-- Begin Material for this task --

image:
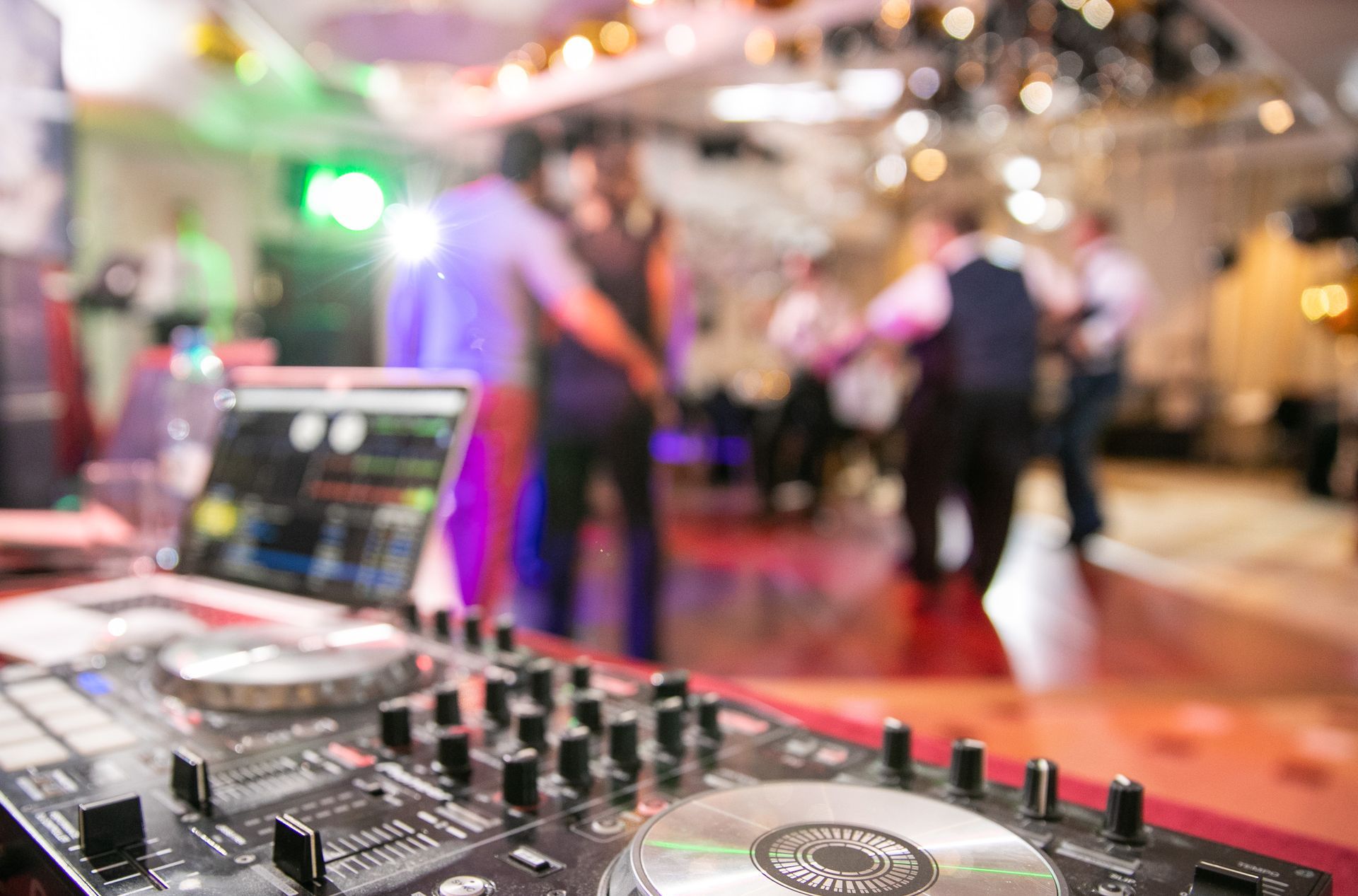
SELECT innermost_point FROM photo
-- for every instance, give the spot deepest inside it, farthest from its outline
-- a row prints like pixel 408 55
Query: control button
pixel 497 697
pixel 611 826
pixel 395 724
pixel 622 743
pixel 968 772
pixel 674 683
pixel 1219 880
pixel 580 674
pixel 531 860
pixel 189 779
pixel 542 683
pixel 95 742
pixel 298 851
pixel 506 633
pixel 709 716
pixel 670 723
pixel 79 720
pixel 472 627
pixel 447 704
pixel 18 732
pixel 465 885
pixel 587 709
pixel 1123 818
pixel 531 728
pixel 574 758
pixel 521 779
pixel 110 823
pixel 897 754
pixel 1039 791
pixel 455 754
pixel 41 751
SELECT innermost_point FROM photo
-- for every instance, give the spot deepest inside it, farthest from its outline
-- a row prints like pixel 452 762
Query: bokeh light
pixel 356 202
pixel 929 165
pixel 1277 116
pixel 959 22
pixel 761 47
pixel 617 38
pixel 577 52
pixel 1021 173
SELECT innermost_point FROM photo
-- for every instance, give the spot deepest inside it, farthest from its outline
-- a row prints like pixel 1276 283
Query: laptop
pixel 325 499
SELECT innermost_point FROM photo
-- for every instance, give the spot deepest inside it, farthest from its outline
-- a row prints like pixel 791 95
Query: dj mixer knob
pixel 519 786
pixel 394 717
pixel 581 673
pixel 542 683
pixel 497 697
pixel 666 685
pixel 574 758
pixel 298 850
pixel 447 704
pixel 897 750
pixel 106 825
pixel 622 743
pixel 454 754
pixel 506 641
pixel 1123 818
pixel 1039 791
pixel 531 726
pixel 189 779
pixel 670 724
pixel 472 627
pixel 968 770
pixel 587 709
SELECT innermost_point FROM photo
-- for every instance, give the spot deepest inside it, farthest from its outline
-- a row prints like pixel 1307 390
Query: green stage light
pixel 356 202
pixel 317 193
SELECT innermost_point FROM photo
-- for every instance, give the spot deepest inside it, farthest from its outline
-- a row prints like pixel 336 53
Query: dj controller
pixel 381 757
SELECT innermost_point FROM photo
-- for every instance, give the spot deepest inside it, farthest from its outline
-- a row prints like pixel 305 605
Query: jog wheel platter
pixel 823 839
pixel 255 670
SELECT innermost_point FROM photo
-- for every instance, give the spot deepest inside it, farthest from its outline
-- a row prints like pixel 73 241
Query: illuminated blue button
pixel 93 683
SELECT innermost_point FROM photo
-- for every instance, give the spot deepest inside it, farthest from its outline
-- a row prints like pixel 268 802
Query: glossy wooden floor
pixel 1108 668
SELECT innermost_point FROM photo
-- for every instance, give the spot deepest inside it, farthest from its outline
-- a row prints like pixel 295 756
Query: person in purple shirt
pixel 469 306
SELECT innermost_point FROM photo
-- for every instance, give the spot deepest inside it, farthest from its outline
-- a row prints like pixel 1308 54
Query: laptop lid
pixel 327 482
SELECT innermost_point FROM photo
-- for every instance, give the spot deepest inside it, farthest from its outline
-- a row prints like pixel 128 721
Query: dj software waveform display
pixel 323 493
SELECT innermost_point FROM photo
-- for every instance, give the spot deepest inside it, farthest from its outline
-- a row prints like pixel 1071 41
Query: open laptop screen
pixel 325 491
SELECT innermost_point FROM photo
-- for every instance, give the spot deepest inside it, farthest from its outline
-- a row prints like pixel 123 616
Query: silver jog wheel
pixel 828 839
pixel 260 670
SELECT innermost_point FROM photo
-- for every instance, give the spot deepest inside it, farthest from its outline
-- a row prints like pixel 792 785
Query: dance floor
pixel 1110 665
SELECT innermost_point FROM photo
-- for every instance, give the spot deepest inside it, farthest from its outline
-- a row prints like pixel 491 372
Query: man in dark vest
pixel 971 313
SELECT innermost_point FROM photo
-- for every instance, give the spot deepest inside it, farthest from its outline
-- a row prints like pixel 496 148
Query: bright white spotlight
pixel 1021 173
pixel 412 233
pixel 1027 206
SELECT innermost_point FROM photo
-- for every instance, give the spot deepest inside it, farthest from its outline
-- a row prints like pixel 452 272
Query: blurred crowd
pixel 576 320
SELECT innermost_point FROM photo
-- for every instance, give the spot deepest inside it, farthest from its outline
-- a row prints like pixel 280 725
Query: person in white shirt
pixel 808 321
pixel 971 313
pixel 1114 289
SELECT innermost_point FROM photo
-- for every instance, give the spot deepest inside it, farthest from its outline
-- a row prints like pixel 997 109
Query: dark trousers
pixel 625 450
pixel 980 441
pixel 1089 405
pixel 798 440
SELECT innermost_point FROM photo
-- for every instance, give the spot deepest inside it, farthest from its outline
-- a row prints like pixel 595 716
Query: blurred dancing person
pixel 970 311
pixel 810 320
pixel 593 416
pixel 469 307
pixel 1114 288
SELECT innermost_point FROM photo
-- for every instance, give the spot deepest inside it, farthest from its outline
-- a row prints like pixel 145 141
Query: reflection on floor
pixel 1125 664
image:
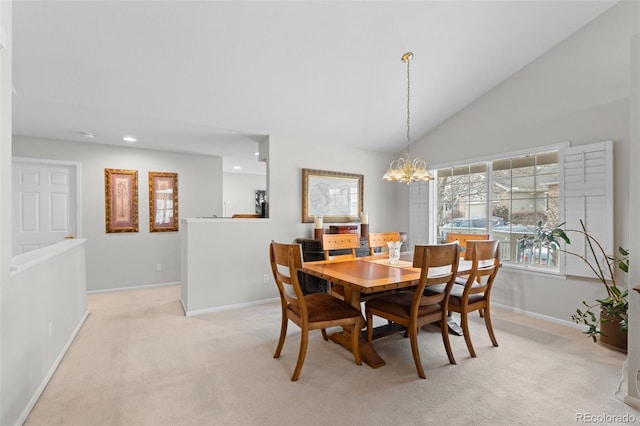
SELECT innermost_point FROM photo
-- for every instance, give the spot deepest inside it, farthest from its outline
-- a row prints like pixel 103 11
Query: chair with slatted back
pixel 412 309
pixel 475 295
pixel 463 238
pixel 345 245
pixel 380 239
pixel 310 312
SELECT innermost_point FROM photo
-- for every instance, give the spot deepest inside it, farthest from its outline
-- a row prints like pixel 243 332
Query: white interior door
pixel 44 204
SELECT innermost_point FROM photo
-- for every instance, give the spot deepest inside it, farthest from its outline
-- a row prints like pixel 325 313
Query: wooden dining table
pixel 369 275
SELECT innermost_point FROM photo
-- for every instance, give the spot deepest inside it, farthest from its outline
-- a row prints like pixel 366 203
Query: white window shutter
pixel 588 196
pixel 418 213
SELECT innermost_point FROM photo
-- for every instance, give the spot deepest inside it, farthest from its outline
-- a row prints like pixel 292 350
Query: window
pixel 508 197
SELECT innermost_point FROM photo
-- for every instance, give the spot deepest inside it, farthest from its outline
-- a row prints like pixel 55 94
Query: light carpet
pixel 139 361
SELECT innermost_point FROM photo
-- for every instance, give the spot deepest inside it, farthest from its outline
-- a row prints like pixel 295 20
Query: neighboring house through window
pixel 509 196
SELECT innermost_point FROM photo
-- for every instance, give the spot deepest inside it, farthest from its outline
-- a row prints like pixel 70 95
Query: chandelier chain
pixel 408 104
pixel 407 169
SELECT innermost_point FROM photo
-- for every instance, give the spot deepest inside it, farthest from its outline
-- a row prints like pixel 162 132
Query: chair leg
pixel 444 329
pixel 413 337
pixel 283 335
pixel 464 320
pixel 324 335
pixel 487 322
pixel 355 342
pixel 304 340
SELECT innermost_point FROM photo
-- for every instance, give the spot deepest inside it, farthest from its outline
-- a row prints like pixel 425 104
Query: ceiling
pixel 215 77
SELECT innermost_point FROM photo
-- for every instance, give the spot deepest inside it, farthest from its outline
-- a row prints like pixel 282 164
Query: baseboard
pixel 138 287
pixel 539 316
pixel 227 307
pixel 52 370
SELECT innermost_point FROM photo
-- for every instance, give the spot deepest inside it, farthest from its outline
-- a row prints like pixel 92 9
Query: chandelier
pixel 406 169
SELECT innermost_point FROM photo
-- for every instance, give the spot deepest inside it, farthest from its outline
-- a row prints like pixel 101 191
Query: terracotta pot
pixel 612 336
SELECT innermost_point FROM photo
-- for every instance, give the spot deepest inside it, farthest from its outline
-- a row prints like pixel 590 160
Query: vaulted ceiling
pixel 214 77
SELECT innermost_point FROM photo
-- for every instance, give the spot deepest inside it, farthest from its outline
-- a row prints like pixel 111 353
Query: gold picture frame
pixel 121 200
pixel 335 196
pixel 163 202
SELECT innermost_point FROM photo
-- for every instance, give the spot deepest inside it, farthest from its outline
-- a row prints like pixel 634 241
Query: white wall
pixel 44 305
pixel 121 260
pixel 228 258
pixel 579 91
pixel 634 230
pixel 5 174
pixel 238 191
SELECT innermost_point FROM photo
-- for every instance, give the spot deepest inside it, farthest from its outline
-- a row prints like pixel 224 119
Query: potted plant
pixel 610 323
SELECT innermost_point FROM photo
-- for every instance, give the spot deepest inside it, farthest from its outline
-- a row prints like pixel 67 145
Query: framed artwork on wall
pixel 163 202
pixel 335 196
pixel 121 200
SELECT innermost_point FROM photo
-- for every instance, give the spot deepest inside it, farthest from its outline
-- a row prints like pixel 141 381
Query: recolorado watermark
pixel 606 418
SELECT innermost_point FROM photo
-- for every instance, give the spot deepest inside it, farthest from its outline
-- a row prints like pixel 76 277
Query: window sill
pixel 535 270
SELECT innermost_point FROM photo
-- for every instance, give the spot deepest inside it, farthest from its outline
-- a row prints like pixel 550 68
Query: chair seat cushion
pixel 324 307
pixel 399 304
pixel 456 293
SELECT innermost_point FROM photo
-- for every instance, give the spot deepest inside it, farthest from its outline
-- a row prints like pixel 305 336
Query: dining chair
pixel 475 295
pixel 412 309
pixel 347 245
pixel 462 238
pixel 380 239
pixel 310 312
pixel 345 242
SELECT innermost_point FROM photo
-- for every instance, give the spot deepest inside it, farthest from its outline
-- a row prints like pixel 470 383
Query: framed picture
pixel 337 197
pixel 261 200
pixel 121 200
pixel 163 202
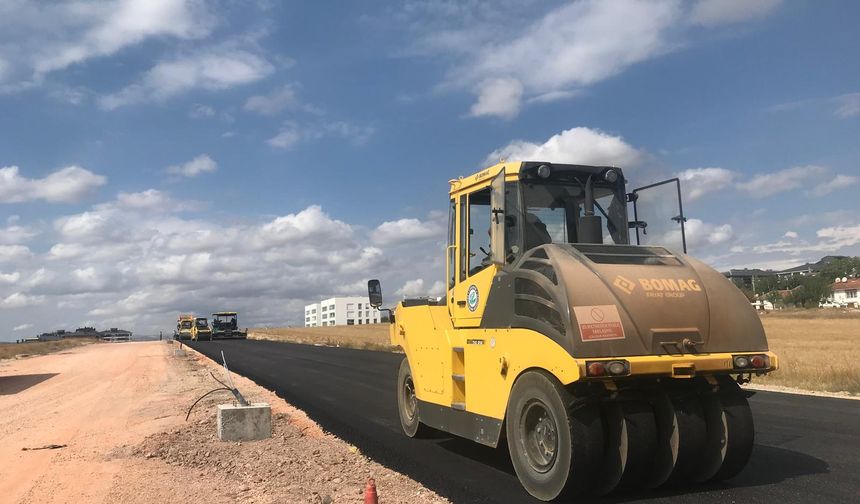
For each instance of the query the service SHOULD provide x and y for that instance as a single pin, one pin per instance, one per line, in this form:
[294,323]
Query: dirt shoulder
[363,337]
[21,350]
[120,412]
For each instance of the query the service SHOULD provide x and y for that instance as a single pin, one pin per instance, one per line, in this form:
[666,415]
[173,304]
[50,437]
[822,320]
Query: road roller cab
[184,327]
[200,329]
[607,356]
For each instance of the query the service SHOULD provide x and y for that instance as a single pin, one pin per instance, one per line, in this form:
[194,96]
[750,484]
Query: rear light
[757,361]
[595,369]
[604,368]
[617,368]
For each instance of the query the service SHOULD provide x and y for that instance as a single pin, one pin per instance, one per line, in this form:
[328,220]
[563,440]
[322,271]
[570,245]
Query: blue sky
[172,155]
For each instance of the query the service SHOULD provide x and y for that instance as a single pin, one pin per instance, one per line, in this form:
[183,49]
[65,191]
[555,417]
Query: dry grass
[10,350]
[365,337]
[818,349]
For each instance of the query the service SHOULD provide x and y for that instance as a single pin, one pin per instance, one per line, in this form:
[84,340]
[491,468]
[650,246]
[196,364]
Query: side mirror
[374,293]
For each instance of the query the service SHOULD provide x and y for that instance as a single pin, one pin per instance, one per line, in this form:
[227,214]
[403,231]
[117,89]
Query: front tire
[554,443]
[407,404]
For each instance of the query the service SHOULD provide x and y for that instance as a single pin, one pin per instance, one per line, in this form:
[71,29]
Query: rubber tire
[411,427]
[692,438]
[740,433]
[641,433]
[580,438]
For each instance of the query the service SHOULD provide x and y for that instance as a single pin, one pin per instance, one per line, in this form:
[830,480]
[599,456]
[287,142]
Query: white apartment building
[341,311]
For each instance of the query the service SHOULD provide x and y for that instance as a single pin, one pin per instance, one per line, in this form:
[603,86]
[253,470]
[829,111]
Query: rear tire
[407,404]
[692,437]
[740,432]
[555,446]
[641,443]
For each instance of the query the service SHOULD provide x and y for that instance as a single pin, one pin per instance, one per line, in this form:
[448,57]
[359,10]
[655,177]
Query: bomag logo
[658,287]
[669,284]
[624,284]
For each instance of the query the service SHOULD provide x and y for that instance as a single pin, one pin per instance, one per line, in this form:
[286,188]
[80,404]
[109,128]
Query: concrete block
[244,423]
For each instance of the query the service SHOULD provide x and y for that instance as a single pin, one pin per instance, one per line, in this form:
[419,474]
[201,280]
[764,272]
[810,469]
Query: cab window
[479,230]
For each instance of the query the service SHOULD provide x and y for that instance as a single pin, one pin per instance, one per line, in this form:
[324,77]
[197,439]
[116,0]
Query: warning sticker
[599,323]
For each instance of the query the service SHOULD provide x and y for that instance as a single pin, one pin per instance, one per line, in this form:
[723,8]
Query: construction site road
[807,448]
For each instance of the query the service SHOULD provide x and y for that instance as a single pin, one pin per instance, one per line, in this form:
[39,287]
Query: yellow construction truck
[606,356]
[184,327]
[201,330]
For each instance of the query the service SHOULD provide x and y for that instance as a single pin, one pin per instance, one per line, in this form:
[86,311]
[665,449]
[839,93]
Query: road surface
[807,448]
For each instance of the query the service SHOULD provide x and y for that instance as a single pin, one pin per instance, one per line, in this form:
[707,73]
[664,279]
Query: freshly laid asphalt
[807,448]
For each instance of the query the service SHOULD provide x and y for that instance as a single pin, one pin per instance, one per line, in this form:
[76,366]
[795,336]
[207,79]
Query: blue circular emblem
[472,298]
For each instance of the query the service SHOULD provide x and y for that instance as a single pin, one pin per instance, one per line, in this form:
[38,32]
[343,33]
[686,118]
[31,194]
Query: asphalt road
[807,448]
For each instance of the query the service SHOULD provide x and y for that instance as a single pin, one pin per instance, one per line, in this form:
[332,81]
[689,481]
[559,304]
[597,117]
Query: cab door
[480,249]
[658,215]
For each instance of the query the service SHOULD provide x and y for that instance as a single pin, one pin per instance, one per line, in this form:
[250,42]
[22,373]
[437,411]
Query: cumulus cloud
[838,182]
[576,145]
[14,253]
[498,97]
[40,38]
[719,12]
[696,182]
[15,233]
[291,133]
[67,185]
[408,230]
[848,105]
[211,69]
[768,184]
[414,288]
[200,164]
[9,278]
[19,300]
[275,102]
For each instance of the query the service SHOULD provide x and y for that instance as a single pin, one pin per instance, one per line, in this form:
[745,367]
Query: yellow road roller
[582,335]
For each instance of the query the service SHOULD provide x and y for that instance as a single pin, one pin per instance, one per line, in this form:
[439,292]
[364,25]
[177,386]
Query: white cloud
[719,12]
[838,182]
[14,253]
[274,102]
[576,145]
[213,69]
[772,183]
[46,37]
[700,234]
[151,199]
[19,300]
[200,164]
[9,278]
[499,97]
[408,230]
[848,105]
[292,133]
[200,111]
[14,233]
[67,185]
[696,182]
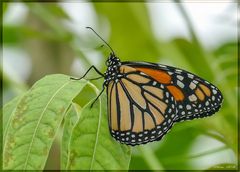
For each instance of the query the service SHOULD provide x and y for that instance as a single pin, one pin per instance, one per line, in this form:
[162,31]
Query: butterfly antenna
[101,39]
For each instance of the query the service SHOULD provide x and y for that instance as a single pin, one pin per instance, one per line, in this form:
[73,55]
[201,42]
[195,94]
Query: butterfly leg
[87,73]
[97,97]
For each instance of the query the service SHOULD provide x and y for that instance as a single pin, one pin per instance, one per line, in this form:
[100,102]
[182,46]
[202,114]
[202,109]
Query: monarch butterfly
[145,99]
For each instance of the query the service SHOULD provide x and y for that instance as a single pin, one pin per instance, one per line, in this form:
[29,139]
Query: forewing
[195,97]
[140,109]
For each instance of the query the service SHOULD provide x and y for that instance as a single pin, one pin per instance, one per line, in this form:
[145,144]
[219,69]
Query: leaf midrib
[98,129]
[41,116]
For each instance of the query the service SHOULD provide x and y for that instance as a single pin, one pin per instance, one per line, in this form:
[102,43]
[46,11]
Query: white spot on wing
[192,85]
[180,84]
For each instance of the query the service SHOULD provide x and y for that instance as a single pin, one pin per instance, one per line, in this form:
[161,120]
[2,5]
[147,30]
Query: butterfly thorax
[112,73]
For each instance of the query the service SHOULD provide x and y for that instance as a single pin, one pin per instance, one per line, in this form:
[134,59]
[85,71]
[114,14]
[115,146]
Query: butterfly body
[146,99]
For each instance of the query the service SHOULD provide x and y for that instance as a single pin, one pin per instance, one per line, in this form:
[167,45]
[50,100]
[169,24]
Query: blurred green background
[46,38]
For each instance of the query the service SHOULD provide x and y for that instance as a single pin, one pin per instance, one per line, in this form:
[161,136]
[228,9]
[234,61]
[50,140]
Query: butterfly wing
[140,109]
[195,97]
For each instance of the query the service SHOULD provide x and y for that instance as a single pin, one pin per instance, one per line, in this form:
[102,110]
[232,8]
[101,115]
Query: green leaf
[36,120]
[92,147]
[69,122]
[7,113]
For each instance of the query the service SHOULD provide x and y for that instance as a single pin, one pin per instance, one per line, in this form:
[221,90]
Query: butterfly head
[113,64]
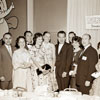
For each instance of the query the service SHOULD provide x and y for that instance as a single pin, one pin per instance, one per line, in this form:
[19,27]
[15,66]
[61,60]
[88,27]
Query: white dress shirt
[9,49]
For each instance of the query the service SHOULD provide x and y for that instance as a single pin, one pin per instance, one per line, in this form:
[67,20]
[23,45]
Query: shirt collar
[86,47]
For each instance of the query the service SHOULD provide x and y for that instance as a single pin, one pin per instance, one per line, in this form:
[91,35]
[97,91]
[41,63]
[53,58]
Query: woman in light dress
[38,55]
[21,65]
[49,50]
[95,90]
[77,50]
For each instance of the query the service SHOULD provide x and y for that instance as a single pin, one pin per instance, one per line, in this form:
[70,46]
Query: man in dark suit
[64,54]
[6,62]
[86,65]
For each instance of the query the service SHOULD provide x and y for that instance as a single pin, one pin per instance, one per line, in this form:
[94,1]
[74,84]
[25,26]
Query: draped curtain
[76,12]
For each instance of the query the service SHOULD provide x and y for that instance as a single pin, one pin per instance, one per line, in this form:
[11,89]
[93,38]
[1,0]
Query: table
[32,96]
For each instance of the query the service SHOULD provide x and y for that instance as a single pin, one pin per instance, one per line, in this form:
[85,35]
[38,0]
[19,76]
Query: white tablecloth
[32,96]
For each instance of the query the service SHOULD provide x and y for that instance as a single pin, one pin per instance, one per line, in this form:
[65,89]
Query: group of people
[71,64]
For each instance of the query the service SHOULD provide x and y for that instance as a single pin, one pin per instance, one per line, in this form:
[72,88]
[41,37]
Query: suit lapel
[84,52]
[62,49]
[7,51]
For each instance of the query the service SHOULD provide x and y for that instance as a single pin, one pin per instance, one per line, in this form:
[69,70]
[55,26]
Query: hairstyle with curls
[36,35]
[46,32]
[17,41]
[72,32]
[27,32]
[61,32]
[8,33]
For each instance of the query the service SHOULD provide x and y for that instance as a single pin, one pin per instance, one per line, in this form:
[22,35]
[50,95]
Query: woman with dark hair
[21,65]
[70,36]
[38,56]
[49,50]
[77,49]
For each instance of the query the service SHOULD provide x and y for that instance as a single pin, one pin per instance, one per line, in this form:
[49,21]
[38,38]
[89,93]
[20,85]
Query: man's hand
[2,78]
[87,83]
[64,74]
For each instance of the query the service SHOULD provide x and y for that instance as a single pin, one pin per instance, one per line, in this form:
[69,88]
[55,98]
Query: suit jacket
[63,59]
[86,65]
[5,63]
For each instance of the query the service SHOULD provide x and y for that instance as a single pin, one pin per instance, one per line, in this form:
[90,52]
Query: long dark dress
[74,64]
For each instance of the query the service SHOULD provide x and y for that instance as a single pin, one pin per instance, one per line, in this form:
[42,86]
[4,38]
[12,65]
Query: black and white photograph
[49,49]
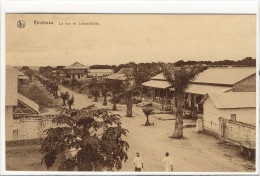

-- End Material for this task --

Please pick out each line in the records above that contains the string "dress", and copy those lines in full. Letter case counts.

In response -
Query: white dress shirt
Query: woman in light dress
Query: long dark dress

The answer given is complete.